- _EXCERPTED PASSAGE_:
Re: optimizing pg_upgrade's once-in-each-database steps

From

Ilya Gladyshev

Date:

04 August 2024, 18:19:57

On 01.08.2024 22:41, Nathan Bossart wrote:
> Here is a new patch set.  Besides rebasing, I've added the recursive call
> to process_slot() mentioned in the quoted text, and I've added quite a bit
> of commentary to async.c.
That's much better now, thanks! Here's my code review, note that I 
haven't tested the patches yet:

+void
+async_task_add_step(AsyncTask *task,
+                    AsyncTaskGetQueryCB query_cb,
+                    AsyncTaskProcessCB process_cb, bool free_result,
+                    void *arg)

Is there any reason to have query as a callback function instead of char 
*? From what I see right now, it doesn't give any extra flexibility, as 
the query has to be static anyway (can't be customized on a per-database 
basis) and will be created once before all the callbacks are run. While 
passing in char * makes the API simpler, excludes any potential error of 
making the query dependent on the current database and removes the 
unnecessary malloc/free of the static strings.

Records drawn from a collection:
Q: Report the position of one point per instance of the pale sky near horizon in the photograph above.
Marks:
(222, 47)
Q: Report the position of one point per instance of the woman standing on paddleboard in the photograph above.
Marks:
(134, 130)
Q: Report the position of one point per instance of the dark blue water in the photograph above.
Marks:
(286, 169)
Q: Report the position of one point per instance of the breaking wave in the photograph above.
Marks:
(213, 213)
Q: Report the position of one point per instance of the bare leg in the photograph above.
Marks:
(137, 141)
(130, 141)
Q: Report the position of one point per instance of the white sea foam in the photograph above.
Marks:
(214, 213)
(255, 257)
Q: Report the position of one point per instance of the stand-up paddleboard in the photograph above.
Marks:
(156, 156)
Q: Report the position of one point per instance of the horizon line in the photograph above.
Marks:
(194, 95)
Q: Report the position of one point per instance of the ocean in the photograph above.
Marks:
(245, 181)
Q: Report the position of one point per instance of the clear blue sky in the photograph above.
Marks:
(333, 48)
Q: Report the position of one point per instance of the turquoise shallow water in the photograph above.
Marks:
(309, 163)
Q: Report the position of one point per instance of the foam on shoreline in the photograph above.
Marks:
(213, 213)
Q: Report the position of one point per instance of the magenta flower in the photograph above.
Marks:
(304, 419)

- _YOUR GOAL_:
Answer these questions from the pg_upgrade patch review:
(a) Besides rebasing and the recursive call to process_slot(), what did the new patch set add to async.c?
(b) In async_task_add_step, which argument does the reviewer propose passing as char * rather than as a callback function?
(c) According to the reviewer, what unnecessary work would passing char * remove?
The listing is not required for this exercise.

- _ANSWER TO THE PROBLEM_:
(a) Quite a bit of commentary.
(b) The query, which is currently passed as query_cb.
(c) The malloc/free of the static strings.